* Task prompt *
Please change every "ledge" in the material below to "shelf" and give the full material again, with everything else left as it is.
[START Listed entries]
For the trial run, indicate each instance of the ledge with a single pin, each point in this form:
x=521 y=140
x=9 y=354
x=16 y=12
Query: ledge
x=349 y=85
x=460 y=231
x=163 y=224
[END Listed entries]
* The response *
For the trial run, indicate each instance of the shelf with a single pin, each point in this form:
x=521 y=140
x=9 y=354
x=16 y=12
Query: shelf
x=349 y=85
x=460 y=231
x=163 y=224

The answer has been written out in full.